**Exercise brief:** Turn the material below into a Markdown table with the columns No. and Text, giving each line its own numbered row and skipping blank lines. Leave the pictures out of your answer.

-*-*-

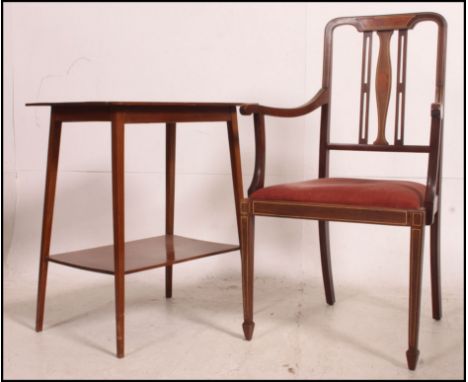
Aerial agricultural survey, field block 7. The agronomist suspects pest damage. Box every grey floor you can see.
[3,264,464,379]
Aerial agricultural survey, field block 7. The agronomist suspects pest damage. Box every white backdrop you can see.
[3,3,464,293]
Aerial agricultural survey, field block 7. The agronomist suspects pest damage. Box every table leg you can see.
[227,111,244,243]
[111,114,125,358]
[36,111,62,332]
[166,123,176,298]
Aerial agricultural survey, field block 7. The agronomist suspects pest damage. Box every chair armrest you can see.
[240,88,329,117]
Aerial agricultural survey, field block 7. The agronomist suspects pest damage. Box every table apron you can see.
[52,109,232,123]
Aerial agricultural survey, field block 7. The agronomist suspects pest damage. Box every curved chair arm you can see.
[240,88,329,117]
[245,88,329,196]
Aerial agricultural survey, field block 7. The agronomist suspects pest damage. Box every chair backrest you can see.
[319,13,447,221]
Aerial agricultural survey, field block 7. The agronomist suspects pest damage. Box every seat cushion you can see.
[250,178,426,209]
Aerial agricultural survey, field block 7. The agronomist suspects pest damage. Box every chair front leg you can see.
[241,200,255,341]
[431,212,442,320]
[318,221,335,305]
[406,213,425,370]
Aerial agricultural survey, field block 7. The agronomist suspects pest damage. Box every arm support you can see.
[240,88,329,117]
[424,103,443,224]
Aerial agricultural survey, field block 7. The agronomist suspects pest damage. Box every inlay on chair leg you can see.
[406,214,424,370]
[431,212,442,320]
[36,112,62,332]
[318,221,335,305]
[241,202,255,340]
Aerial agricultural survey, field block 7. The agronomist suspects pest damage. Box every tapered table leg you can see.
[166,123,176,298]
[227,111,244,242]
[111,113,125,358]
[36,110,62,332]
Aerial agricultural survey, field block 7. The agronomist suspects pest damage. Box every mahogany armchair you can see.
[240,13,447,370]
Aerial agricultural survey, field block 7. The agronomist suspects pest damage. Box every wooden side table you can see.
[26,102,243,358]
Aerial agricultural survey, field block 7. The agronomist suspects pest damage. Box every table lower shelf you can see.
[48,235,239,274]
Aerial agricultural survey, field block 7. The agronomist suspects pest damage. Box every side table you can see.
[26,102,243,358]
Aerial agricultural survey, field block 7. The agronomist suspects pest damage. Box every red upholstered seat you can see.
[250,178,426,209]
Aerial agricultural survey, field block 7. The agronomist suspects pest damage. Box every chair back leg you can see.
[241,201,255,341]
[406,213,424,370]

-*-*-

**The answer:**
| No. | Text |
|---|---|
| 1 | Aerial agricultural survey, field block 7. The agronomist suspects pest damage. Box every grey floor you can see. |
| 2 | [3,264,464,379] |
| 3 | Aerial agricultural survey, field block 7. The agronomist suspects pest damage. Box every white backdrop you can see. |
| 4 | [3,3,464,293] |
| 5 | Aerial agricultural survey, field block 7. The agronomist suspects pest damage. Box every table leg you can see. |
| 6 | [227,111,244,243] |
| 7 | [111,114,125,358] |
| 8 | [36,111,62,332] |
| 9 | [166,123,176,298] |
| 10 | Aerial agricultural survey, field block 7. The agronomist suspects pest damage. Box every chair armrest you can see. |
| 11 | [240,88,329,117] |
| 12 | Aerial agricultural survey, field block 7. The agronomist suspects pest damage. Box every table apron you can see. |
| 13 | [52,109,232,123] |
| 14 | Aerial agricultural survey, field block 7. The agronomist suspects pest damage. Box every curved chair arm you can see. |
| 15 | [240,88,329,117] |
| 16 | [245,88,329,196] |
| 17 | Aerial agricultural survey, field block 7. The agronomist suspects pest damage. Box every chair backrest you can see. |
| 18 | [319,13,447,221] |
| 19 | Aerial agricultural survey, field block 7. The agronomist suspects pest damage. Box every seat cushion you can see. |
| 20 | [250,178,426,209] |
| 21 | Aerial agricultural survey, field block 7. The agronomist suspects pest damage. Box every chair front leg you can see. |
| 22 | [241,200,255,341] |
| 23 | [431,212,442,320] |
| 24 | [318,221,335,305] |
| 25 | [406,213,425,370] |
| 26 | Aerial agricultural survey, field block 7. The agronomist suspects pest damage. Box every arm support you can see. |
| 27 | [240,88,329,117] |
| 28 | [424,103,443,224] |
| 29 | Aerial agricultural survey, field block 7. The agronomist suspects pest damage. Box every inlay on chair leg you can see. |
| 30 | [406,214,424,370] |
| 31 | [431,212,442,320] |
| 32 | [36,112,62,332] |
| 33 | [318,221,335,305] |
| 34 | [241,202,255,340] |
| 35 | Aerial agricultural survey, field block 7. The agronomist suspects pest damage. Box every tapered table leg you can see. |
| 36 | [166,123,176,298] |
| 37 | [227,111,244,242] |
| 38 | [111,113,125,358] |
| 39 | [36,110,62,332] |
| 40 | Aerial agricultural survey, field block 7. The agronomist suspects pest damage. Box every mahogany armchair you can see. |
| 41 | [240,13,447,370] |
| 42 | Aerial agricultural survey, field block 7. The agronomist suspects pest damage. Box every wooden side table you can see. |
| 43 | [26,102,243,358] |
| 44 | Aerial agricultural survey, field block 7. The agronomist suspects pest damage. Box every table lower shelf you can see. |
| 45 | [48,235,239,274] |
| 46 | Aerial agricultural survey, field block 7. The agronomist suspects pest damage. Box every side table you can see. |
| 47 | [26,102,243,358] |
| 48 | Aerial agricultural survey, field block 7. The agronomist suspects pest damage. Box every red upholstered seat you can see. |
| 49 | [250,178,426,209] |
| 50 | Aerial agricultural survey, field block 7. The agronomist suspects pest damage. Box every chair back leg you can see. |
| 51 | [241,201,255,341] |
| 52 | [406,213,424,370] |